**Selected passage**
In his book, Faith Versus Fact (Penguin Books, 2015), evolutionary biologist Jerry Coyne seeks to tackle a problem the modern Western world has been struggling with for several decades now: Can Science and Religion coexist? For those of you who don’t feel like reading all of the below, the answer is ‘yes’ but it largely depends on how you intend to use them.
Not surprisingly, for a book whose sub-title is Why Science and Religion Are Incompatible, Coyne, like (also evolutionary biologist) Richard Dawkins before him, comes to the conclusion that they aren’t. For the most part, Coyne focuses on problems of epistemology (i.e., how you know what you know). And by that, I mean that he takes great pains to focus on how religious doctrines seek to explain the existence of the cosmos or the origins of life; matters that, as far as he is concerned, belong solely to the realm of science (I’m going to guess he is also essentially unconcerned with the works of E. Evans Pritchard and Stanley Tambiah on the social relationships between Science and Religion, but I digress). As far as Coyne is concerned, Religion’s record of flawed and dubious teachings about the natural world constitute a “failure of religion to find out the truth about anything.” What’s even worse is that he then goes on to accuse all forms of theology of leading humans toward “thinking that an adequate explanation can be based on what is personally appealing rather than on what stands the test of empirical study.” If it isn’t already clear by my tone, I think Coyne has missed the point.
Part of the problem of compatibility or irreconcilability is that this particular discourse has too often shaped both Religion and Science as discreet, self-sustaining, entities that essentially diverge on the grounds of objectivity and epistemology (or you might say, “who is going to get the monopoly on the truth”). In other words, this argument imagines Religion and Science as two neatly bounded concepts that are currently facing off over who gets to “win” and be the king of the cultural hill. If you view Science and Religion as a line in the sand in the midst of an all or nothing battle to conquer viewpoints (or souls, if you are so inclined) for one side or the other, of course you are going to believe they are irreconcilable.

**Problems to solve**
1 > From the Faith Versus Fact review above, copy word for word the stretch that begins at the words "Part of the" and ends after the words "they are irreconcilable.".
2 > Extend the Faith Versus Fact review with new text that starts right after its final sentence.

**Dataset excerpts**
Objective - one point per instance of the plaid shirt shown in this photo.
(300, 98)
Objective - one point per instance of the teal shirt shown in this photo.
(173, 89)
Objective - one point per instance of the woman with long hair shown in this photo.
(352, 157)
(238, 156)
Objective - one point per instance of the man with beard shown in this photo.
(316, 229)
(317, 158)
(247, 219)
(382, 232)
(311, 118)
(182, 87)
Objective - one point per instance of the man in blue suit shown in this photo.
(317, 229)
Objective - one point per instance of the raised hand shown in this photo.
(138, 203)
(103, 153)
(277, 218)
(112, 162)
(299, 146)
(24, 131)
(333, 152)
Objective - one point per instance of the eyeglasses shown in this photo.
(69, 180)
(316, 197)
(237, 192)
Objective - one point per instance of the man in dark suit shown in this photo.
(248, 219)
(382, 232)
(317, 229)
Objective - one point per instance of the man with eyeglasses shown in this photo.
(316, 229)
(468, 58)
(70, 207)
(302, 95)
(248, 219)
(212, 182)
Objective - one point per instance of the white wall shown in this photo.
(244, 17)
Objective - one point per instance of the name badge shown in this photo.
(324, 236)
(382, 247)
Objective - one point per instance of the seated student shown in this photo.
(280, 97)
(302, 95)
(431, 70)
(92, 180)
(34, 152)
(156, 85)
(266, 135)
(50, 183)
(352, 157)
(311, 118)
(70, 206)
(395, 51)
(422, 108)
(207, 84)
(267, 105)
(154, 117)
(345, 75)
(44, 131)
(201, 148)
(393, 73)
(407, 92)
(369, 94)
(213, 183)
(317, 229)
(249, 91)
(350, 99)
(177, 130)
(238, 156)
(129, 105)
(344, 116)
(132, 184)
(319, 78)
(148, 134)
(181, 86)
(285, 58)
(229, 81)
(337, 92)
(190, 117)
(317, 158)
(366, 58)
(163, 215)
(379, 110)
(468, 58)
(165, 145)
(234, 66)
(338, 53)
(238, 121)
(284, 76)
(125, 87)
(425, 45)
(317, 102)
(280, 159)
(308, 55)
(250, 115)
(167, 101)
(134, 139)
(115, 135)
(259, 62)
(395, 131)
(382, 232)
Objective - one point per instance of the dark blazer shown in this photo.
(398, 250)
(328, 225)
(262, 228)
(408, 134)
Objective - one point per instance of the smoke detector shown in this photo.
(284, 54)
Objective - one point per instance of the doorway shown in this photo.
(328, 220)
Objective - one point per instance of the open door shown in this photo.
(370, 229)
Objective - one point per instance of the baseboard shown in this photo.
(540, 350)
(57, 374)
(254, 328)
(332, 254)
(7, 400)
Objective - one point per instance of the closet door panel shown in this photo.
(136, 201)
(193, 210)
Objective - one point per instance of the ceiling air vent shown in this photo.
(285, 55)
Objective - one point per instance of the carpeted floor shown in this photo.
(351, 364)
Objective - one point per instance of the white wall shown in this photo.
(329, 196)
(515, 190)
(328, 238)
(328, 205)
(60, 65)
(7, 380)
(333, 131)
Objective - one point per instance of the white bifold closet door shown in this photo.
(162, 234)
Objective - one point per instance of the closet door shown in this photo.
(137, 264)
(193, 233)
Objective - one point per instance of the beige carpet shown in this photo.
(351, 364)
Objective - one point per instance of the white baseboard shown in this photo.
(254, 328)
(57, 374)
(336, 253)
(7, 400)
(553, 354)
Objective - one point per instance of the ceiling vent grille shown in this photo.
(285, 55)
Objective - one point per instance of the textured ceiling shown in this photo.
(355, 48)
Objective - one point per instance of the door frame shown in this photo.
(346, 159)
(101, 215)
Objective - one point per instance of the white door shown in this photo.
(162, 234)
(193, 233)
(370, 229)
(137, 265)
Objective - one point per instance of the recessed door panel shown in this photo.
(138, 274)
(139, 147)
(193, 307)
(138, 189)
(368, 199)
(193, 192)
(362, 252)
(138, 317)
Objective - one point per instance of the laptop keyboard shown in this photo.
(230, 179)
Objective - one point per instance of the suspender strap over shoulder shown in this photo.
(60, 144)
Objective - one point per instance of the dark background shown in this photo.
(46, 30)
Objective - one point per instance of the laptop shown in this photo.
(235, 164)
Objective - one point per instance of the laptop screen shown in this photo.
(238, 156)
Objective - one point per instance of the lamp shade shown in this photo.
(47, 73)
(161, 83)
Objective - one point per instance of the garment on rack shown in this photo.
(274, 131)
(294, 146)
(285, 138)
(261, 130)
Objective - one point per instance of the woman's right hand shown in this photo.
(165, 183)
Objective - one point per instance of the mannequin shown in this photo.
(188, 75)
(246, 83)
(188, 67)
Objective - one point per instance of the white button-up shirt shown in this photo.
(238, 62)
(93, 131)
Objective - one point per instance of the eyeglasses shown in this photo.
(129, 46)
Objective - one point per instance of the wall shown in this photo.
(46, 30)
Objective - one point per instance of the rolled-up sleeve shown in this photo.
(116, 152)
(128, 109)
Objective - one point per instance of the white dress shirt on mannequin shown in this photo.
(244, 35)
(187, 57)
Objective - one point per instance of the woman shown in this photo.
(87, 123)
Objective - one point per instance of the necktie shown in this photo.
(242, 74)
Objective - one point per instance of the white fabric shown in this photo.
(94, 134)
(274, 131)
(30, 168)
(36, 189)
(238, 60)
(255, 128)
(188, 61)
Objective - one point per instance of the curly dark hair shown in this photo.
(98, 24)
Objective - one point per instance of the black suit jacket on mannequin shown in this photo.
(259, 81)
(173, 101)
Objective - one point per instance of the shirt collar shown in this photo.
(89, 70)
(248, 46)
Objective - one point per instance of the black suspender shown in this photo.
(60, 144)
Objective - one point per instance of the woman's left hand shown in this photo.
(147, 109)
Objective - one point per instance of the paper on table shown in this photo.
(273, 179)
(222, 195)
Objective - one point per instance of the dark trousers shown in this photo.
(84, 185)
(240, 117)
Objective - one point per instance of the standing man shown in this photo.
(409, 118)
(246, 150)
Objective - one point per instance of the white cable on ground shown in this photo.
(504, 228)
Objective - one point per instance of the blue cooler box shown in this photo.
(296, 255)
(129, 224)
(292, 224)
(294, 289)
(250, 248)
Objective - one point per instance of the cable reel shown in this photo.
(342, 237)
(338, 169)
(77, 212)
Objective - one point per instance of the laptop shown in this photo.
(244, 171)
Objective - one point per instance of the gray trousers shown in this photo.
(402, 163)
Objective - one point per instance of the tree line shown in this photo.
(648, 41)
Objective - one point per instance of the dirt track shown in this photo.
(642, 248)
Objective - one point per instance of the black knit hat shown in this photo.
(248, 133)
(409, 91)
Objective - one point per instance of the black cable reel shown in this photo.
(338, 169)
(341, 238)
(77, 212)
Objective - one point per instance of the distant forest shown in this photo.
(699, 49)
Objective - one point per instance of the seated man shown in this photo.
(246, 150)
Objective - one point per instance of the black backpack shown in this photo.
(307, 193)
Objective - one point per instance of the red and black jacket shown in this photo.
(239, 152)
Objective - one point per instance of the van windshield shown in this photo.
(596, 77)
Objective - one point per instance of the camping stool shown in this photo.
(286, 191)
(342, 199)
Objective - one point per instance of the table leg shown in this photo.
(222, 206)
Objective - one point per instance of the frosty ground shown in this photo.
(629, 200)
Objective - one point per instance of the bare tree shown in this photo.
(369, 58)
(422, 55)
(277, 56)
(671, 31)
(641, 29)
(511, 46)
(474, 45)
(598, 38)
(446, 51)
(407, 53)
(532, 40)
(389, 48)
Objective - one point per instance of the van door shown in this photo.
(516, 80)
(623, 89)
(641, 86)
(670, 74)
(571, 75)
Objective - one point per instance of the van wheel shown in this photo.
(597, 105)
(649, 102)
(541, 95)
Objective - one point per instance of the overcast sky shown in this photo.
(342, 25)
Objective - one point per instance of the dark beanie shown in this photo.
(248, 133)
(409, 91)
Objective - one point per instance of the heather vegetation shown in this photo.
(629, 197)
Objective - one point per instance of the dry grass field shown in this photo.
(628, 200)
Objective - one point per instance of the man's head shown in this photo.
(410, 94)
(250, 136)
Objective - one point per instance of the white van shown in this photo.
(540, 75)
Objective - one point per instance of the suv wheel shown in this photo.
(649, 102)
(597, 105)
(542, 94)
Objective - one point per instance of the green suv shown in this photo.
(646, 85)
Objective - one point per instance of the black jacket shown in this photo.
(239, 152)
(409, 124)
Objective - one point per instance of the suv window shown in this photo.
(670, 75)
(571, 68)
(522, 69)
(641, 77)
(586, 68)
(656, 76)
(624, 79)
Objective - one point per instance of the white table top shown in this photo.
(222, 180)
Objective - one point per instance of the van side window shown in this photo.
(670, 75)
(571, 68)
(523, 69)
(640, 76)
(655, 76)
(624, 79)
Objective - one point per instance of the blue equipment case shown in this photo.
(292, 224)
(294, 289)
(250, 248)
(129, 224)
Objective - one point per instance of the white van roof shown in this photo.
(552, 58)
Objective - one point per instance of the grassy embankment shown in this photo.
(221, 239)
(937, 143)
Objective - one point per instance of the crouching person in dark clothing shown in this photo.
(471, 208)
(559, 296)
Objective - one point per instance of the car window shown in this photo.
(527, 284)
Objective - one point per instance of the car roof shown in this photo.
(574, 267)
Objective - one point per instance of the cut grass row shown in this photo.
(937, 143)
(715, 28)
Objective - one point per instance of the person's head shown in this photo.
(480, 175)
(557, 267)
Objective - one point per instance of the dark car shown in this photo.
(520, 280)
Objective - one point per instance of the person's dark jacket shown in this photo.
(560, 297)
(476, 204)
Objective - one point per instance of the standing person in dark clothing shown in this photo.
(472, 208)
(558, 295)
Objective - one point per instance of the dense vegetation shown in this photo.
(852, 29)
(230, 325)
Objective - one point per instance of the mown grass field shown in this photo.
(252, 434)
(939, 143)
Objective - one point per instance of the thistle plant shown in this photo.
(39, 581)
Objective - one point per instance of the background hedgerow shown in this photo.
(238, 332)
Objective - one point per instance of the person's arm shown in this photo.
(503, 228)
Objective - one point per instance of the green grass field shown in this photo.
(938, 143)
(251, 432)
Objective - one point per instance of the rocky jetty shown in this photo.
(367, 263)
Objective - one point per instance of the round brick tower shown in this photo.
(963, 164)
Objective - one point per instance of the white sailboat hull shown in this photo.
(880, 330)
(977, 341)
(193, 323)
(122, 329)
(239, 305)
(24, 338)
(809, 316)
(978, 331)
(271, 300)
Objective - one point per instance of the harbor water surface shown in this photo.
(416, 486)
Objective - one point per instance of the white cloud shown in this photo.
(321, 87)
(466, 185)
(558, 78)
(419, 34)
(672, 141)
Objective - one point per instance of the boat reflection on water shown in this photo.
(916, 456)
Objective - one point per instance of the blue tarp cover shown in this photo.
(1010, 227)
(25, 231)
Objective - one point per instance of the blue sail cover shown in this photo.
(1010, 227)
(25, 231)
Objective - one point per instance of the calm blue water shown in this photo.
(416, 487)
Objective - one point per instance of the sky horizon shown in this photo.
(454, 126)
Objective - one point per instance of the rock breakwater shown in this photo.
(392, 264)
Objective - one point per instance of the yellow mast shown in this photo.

**Numbered answers**
1 >
Part of the problem of compatibility or irreconcilability is that this particular discourse has too often shaped both Religion and Science as discreet, self-sustaining, entities that essentially diverge on the grounds of objectivity and epistemology (or you might say, “who is going to get the monopoly on the truth”). In other words, this argument imagines Religion and Science as two neatly bounded concepts that are currently facing off over who gets to “win” and be the king of the cultural hill. If you view Science and Religion as a line in the sand in the midst of an all or nothing battle to conquer viewpoints (or souls, if you are so inclined) for one side or the other, of course you are going to believe they are irreconcilable.

2 >
What arguments like this fail to consider is that neither Religion nor Science are neatly contained little individuals. Rather, systems of knowledge are messy, constantly morphing, and ever-changing methods by which people do things in the world (as we say in anthropology, these systems do “cultural work”). Meaning, that both of these systems of knowledge are used by people (let’s not forget that neither exists without people) to accomplish certain ends. For example, try to think about Creationism not as some kind of cosmic force “out there” opposing Cosmology (thus implying that one side must ultimately be eliminated), instead think of Creationism as having been created to work in opposition to Cosmology because many modern day political power struggles frame “victory” as having sole ownership of “the truth about things.” Whoever has “the truth” gets the power, and Religion is a very good method of trafficking in “absolute truths.” And as Science generally does not deal in “absolute truths,” Religion becomes a viable method of attack in order to attempt to strip Science of its growing cultural power and authority (a kind of cultural power and authority many religious traditions once enjoyed). Note here, however, that I am not saying that both Religion and Science are always on same footing in terms of evidence, application, and meaning. I am not, in any way, advocating for the inclusion of religious ideologies, like Creationism, in the Science classroom. Rather, I am pointing out how the use of knowledge and systems of knowledge often has more to do with their “problems” than the actual knowledge produced.
I’m also being a bit overly simplistic here because, unfortunately, a more extensive and verbose essay on the subject wouldn’t make for a particularly entertaining blog post. But in any case, the point is that I think we need to stop wringing our hands over what will become of a battle between Religion and Science that continuously pits them against one another as sole sources of “truth” and start asking ourselves why we need to see the two systems as polar opposites in the first place.
Lastly, if it isn’t already obvious, I’ll be posting more on precisely this topic in the coming months. But this is a good start to get us going.